JOB 1 -
Report every line of the rows below that contains the word "facade".

PASSAGE GIVEN -
━━━━
Sharia Law School

Location

Sarajevo, Bosnia and Herzegovina

Year of Construction

1887

Architectes et artistes

Pařik Karel (1857-1942)

Contemporary photographies

History

After Bosnia was annexed by the Austro-Hungarian Empire, judges for Islamic courts of law were trained in government-run schools. The school of sharia law in Sarajevo was founded in 1887 for the purpose of instructing Bosnian students in religious law.

The building, in the center of the Stari Grad (old town), was designed by Austro-Czech architect Karel Pařik. Pařik was the author of several edifices that are emblematic of Sarajevo, like the city hall (Vijećnica) and Ashkenazi synagogue. The architect and the Austrian authorities probably considered the neo-Moorish style of the building, specially designed for the Muslim community, to be the most appropriate. The complex was made up of two one- or two-story buildings with courtyards, arranged perpendicularly to each other. It duplicated the traditional layout of an Ottoman madrasa, with common rooms dedicated to teaching or meal service, an oratory for the call to prayer, a library, and dormitory rooms for students. Stylistically speaking, the architect chose a composite historicist approach, blending references to Mamluk Egyptian, the region’s Late Ottoman, and even Nasrid Spanish art. Its two-tone painted façades resemble those of Sarajevo town hall (Vijećnica), simulating the ablaq masonry technique, along with the composition of the monumental portico of the entrance building, with its horseshoe arches, are evocative of Cairo’s great buildings. At the same time, the floor plan and impressive tile-covered rooftops are reminiscent of Andalusian palaces, especially the Alhambra.
━━━━
AVAILABLE DATA -
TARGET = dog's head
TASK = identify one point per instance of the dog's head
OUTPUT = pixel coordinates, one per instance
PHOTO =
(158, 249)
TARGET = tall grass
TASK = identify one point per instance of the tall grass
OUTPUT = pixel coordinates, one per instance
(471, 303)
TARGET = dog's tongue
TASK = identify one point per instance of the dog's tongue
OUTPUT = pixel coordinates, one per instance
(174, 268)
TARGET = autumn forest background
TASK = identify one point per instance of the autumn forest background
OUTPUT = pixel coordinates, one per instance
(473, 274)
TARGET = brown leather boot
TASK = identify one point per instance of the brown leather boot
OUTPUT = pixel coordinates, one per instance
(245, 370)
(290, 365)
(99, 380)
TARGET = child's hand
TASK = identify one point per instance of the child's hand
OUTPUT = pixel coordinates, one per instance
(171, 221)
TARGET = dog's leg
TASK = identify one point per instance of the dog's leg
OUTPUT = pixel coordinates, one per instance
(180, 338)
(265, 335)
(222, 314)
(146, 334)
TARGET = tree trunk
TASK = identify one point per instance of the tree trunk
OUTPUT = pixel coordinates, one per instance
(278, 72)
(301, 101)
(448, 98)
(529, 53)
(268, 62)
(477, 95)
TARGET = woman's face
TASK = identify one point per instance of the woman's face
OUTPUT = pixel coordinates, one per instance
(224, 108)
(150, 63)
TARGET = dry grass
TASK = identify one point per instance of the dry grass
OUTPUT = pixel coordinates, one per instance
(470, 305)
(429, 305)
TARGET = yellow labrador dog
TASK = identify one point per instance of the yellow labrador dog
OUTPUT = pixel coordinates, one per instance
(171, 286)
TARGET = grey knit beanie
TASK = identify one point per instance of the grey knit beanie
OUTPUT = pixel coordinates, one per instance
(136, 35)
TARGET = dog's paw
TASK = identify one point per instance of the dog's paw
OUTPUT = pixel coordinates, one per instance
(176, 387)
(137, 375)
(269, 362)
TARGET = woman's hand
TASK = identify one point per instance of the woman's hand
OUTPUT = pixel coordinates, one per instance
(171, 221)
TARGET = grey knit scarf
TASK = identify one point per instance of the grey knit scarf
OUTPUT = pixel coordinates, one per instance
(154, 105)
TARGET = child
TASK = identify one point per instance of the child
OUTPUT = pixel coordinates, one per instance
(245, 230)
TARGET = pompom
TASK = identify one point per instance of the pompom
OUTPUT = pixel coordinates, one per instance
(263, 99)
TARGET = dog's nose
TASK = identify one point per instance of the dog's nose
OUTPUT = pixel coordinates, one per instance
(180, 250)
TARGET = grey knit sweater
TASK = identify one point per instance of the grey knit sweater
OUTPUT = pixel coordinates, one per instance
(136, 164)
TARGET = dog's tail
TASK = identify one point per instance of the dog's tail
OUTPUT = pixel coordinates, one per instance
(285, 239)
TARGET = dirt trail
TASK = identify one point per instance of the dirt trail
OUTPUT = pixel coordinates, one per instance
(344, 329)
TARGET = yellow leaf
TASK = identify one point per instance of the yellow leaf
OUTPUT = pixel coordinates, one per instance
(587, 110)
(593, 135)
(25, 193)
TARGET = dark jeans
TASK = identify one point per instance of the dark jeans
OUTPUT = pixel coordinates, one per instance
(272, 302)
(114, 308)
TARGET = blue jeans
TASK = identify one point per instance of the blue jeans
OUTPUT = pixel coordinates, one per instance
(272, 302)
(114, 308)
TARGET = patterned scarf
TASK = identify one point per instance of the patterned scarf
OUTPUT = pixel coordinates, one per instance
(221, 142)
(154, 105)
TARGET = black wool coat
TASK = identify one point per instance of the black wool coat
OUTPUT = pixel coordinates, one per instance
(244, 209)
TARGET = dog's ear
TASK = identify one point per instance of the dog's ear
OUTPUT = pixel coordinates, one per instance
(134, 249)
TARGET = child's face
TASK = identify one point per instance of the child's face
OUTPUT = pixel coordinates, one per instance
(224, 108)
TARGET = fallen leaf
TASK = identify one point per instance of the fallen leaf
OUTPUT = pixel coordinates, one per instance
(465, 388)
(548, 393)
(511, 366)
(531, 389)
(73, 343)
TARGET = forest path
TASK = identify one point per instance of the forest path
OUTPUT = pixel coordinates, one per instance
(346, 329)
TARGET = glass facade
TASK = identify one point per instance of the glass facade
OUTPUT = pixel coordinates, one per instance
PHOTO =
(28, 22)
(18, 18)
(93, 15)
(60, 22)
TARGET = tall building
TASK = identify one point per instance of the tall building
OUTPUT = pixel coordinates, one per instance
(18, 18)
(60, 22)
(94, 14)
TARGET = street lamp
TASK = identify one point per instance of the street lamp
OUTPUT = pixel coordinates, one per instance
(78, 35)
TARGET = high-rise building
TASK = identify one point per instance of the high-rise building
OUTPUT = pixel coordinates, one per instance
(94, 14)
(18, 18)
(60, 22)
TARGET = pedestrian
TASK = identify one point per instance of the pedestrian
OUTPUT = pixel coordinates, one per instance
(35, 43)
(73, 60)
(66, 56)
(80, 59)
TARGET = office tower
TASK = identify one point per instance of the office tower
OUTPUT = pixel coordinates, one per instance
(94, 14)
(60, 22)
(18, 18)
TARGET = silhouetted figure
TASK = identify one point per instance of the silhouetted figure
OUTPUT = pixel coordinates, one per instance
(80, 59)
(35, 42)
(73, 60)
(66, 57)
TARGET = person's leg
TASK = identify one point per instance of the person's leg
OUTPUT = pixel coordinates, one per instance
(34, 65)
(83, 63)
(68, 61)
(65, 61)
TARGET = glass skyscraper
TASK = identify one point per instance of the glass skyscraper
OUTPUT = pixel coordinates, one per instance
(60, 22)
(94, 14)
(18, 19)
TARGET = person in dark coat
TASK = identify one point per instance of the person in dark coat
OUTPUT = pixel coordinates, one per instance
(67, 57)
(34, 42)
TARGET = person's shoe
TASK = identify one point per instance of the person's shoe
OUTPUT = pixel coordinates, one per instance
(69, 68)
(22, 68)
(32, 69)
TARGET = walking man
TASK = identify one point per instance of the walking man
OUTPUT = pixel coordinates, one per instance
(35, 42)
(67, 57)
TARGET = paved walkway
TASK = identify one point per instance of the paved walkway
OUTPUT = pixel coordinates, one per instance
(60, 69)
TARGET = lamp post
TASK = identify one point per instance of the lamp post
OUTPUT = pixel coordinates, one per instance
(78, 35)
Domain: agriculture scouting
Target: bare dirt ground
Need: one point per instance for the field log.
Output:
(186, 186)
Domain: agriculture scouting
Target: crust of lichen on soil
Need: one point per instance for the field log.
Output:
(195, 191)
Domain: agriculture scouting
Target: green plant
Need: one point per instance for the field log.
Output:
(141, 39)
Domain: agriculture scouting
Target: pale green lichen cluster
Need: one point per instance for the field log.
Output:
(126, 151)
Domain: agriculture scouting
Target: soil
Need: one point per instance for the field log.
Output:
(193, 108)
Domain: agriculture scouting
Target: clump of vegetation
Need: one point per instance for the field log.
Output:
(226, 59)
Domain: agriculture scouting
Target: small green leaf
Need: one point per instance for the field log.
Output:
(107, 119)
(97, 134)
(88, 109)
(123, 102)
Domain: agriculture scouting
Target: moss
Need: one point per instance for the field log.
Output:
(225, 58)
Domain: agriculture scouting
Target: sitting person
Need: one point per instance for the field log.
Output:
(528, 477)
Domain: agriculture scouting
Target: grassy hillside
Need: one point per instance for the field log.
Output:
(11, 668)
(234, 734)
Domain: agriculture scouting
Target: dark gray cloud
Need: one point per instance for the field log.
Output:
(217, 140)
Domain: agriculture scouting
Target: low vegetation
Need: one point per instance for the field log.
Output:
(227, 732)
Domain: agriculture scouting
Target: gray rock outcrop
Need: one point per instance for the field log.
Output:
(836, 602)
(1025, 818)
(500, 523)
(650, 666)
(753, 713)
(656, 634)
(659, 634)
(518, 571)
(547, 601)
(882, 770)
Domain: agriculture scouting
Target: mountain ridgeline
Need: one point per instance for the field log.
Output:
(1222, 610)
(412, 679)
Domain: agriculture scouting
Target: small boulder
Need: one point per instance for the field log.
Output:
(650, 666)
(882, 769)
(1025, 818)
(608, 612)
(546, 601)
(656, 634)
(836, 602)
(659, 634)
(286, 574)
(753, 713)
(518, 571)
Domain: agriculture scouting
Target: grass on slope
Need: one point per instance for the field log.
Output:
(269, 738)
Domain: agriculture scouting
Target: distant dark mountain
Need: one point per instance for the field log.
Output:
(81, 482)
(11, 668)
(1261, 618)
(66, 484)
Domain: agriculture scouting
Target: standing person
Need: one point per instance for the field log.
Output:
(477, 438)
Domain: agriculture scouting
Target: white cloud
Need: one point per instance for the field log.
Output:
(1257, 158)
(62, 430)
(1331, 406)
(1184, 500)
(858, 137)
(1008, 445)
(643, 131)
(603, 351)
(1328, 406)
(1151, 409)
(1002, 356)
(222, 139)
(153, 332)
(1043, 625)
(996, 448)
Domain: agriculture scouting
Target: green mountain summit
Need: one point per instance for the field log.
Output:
━━━━
JOB 2 -
Reproduce word for word the stretch of the Sharia Law School page from "After Bosnia was" through "in religious law.".

EXERCISE SOLUTION 1 -
TARGET = glass facade
TASK = identify one point per instance of the glass facade

EXERCISE SOLUTION 2 -
After Bosnia was annexed by the Austro-Hungarian Empire, judges for Islamic courts of law were trained in government-run schools. The school of sharia law in Sarajevo was founded in 1887 for the purpose of instructing Bosnian students in religious law.